[Stored items]
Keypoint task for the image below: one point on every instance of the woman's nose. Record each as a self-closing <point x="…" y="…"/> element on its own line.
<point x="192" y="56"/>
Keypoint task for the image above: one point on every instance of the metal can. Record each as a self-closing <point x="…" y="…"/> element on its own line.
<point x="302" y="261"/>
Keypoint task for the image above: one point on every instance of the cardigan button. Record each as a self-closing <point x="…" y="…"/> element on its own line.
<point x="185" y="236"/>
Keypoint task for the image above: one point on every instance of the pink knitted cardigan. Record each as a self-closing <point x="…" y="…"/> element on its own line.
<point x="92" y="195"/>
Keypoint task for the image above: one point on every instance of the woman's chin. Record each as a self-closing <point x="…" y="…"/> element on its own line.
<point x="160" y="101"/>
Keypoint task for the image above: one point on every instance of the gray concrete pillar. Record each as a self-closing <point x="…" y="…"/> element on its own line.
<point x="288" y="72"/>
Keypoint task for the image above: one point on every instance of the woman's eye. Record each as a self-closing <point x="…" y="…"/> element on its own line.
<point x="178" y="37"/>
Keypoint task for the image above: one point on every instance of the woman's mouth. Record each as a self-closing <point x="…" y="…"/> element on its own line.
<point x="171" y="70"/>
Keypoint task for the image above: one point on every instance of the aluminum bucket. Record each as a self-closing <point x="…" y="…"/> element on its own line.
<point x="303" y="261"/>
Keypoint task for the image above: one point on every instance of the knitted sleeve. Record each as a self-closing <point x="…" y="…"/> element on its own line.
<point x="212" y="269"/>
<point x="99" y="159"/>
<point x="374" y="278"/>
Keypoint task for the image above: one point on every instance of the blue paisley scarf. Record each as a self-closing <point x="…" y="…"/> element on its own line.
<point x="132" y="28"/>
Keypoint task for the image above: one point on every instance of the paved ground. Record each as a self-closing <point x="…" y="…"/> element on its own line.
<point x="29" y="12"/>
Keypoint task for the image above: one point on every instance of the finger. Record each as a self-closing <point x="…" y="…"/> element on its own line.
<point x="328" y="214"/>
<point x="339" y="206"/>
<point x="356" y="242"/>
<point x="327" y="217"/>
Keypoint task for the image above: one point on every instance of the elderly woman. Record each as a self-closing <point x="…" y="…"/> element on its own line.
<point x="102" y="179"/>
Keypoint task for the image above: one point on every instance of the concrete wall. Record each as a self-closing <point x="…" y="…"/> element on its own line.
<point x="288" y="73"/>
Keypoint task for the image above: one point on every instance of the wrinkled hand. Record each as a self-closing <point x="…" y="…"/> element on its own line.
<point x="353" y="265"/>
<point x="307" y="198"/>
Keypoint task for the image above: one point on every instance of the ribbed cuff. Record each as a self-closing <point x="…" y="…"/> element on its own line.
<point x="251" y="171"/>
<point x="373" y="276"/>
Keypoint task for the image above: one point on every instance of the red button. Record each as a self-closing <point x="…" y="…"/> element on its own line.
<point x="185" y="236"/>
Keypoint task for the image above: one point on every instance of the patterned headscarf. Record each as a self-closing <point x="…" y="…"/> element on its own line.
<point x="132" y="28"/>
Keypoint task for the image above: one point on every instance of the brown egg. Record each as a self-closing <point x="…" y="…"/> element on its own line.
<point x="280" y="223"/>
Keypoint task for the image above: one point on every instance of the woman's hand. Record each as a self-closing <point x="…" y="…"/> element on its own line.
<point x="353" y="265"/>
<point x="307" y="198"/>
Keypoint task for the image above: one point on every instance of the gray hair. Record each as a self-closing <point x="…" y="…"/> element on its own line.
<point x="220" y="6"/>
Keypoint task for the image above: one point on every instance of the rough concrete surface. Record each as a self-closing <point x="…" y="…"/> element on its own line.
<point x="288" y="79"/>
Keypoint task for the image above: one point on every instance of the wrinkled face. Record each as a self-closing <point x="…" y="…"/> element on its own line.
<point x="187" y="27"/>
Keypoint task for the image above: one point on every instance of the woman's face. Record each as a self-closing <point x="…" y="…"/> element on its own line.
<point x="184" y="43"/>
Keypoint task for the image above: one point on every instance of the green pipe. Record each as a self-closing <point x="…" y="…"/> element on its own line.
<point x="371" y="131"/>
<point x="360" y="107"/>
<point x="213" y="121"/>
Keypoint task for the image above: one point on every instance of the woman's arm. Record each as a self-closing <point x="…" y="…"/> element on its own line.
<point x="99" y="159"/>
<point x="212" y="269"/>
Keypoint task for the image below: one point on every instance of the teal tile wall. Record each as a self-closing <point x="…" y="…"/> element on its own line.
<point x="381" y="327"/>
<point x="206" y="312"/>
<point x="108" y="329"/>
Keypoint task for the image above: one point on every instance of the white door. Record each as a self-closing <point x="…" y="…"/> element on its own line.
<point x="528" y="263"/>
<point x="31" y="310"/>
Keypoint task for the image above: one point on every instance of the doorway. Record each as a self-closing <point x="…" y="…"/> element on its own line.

◆ Prompt
Retype the entries. Every line must match exactly.

◆ Reply to the exercise
Keypoint task for the image below: one point on every instance of the woman's nose. Record each as a self-closing <point x="…" y="…"/> element on its own line.
<point x="192" y="56"/>
Keypoint task for the image above: one point on every instance of the metal can. Record each as a self-closing <point x="…" y="…"/> element on its own line.
<point x="302" y="261"/>
Keypoint task for the image above: one point on every instance of the cardigan button. Record each as a self-closing <point x="…" y="…"/> element on its own line.
<point x="185" y="236"/>
Keypoint task for the image above: one point on every instance of the pink knitted cardigan. Record each as a self-closing <point x="…" y="…"/> element on its own line.
<point x="92" y="195"/>
Keypoint task for the image above: one point on every instance of the woman's chin. Record each as a self-closing <point x="…" y="…"/> element on its own line.
<point x="160" y="101"/>
Keypoint task for the image above: one point on every instance of the gray concrete pillar. Record each as a self-closing <point x="…" y="…"/> element on its own line.
<point x="288" y="72"/>
Keypoint task for the image above: one point on every instance of the woman's eye. Record each as a self-closing <point x="…" y="…"/> element on its own line.
<point x="178" y="37"/>
Keypoint task for the image above: one point on every instance of the woman's mouth. Record each as a self-closing <point x="…" y="…"/> element on its own line.
<point x="171" y="70"/>
Keypoint task for the image above: one point on every instance of the aluminum bucket. Record each as a self-closing <point x="…" y="…"/> element on its own line.
<point x="303" y="261"/>
Keypoint task for the image above: one point on every instance of the knitted sleeve. Record each as a self-closing <point x="…" y="…"/> element on its own line.
<point x="212" y="269"/>
<point x="99" y="159"/>
<point x="374" y="278"/>
Keypoint task for the image above: one point on every instance of the blue paisley scarf. Record each as a self-closing <point x="…" y="…"/> element on its own line.
<point x="132" y="28"/>
Keypoint task for the image above: one point on every instance of the paved ground. Record each as a self-closing <point x="…" y="…"/> element on its own line.
<point x="29" y="12"/>
Keypoint task for the image above: one point on every instance of the finger. Record each as a self-closing <point x="…" y="…"/> element on its own line.
<point x="328" y="214"/>
<point x="339" y="206"/>
<point x="356" y="242"/>
<point x="327" y="217"/>
Keypoint task for the image above: one point on every instance of the elderly woman. Record each as a self-closing <point x="…" y="…"/> element on its own line.
<point x="102" y="179"/>
Keypoint task for the image above: one point on every instance of the concrete wall. Record each as a self-closing <point x="…" y="…"/> element on its own line.
<point x="288" y="73"/>
Keypoint task for the image above: one point on every instance of the wrinkled hand. Record each as a self-closing <point x="…" y="…"/> element on its own line.
<point x="353" y="265"/>
<point x="307" y="198"/>
Keypoint task for the image above: one point on every instance of the ribbed cuff. Record each as a self-closing <point x="…" y="…"/> element on its own line.
<point x="251" y="171"/>
<point x="373" y="276"/>
Keypoint task for the image above: one point on every instance of the red button. Record each as a self-closing <point x="…" y="…"/> element on its own line.
<point x="185" y="236"/>
Keypoint task for the image above: one point on every instance of the patterned headscarf. Record each as a self-closing <point x="…" y="…"/> element on its own line.
<point x="132" y="28"/>
Keypoint task for the image above: one point on every instance of the brown egg. Record each as a self-closing <point x="…" y="…"/> element on its own line.
<point x="280" y="223"/>
Keypoint task for the image above: one point on every instance of the woman's hand. Record each as a self-closing <point x="…" y="…"/> element on its own line.
<point x="353" y="265"/>
<point x="307" y="198"/>
Keypoint task for the image above: one point on every instance of the gray hair. Record each as a self-closing <point x="…" y="…"/> element on its own line.
<point x="220" y="6"/>
Keypoint task for the image above: one point on every instance of the rough concrete surface. Record each as a self-closing <point x="…" y="…"/> element on its own line.
<point x="288" y="79"/>
Keypoint task for the image above: one point on every instance of the wrinkled face. Record each as a self-closing <point x="…" y="…"/> element on its own line.
<point x="187" y="27"/>
Keypoint task for the image above: one point on every instance of the woman's face. Record each as a self-closing <point x="…" y="…"/> element on its own line.
<point x="184" y="43"/>
Keypoint task for the image above: one point on every instance of the green pipe. Record each as a self-closing <point x="…" y="…"/> element on its own line.
<point x="371" y="131"/>
<point x="360" y="107"/>
<point x="213" y="121"/>
Keypoint task for the image above: one point on every instance of the woman's arm. Record each as a self-closing <point x="…" y="…"/> element on its own line.
<point x="99" y="159"/>
<point x="212" y="269"/>
Keypoint task for the image below: one point on every instance of the teal tile wall. Record each as a self-closing <point x="…" y="…"/> element on its own line.
<point x="381" y="327"/>
<point x="206" y="312"/>
<point x="108" y="329"/>
Keypoint task for the image above: one point on every instance of the white door. Record each as a self-closing <point x="…" y="…"/> element on its own line.
<point x="528" y="263"/>
<point x="31" y="310"/>
Keypoint task for the image above: one point on every instance of the doorway. Record each as a self-closing <point x="…" y="…"/> element on its own line.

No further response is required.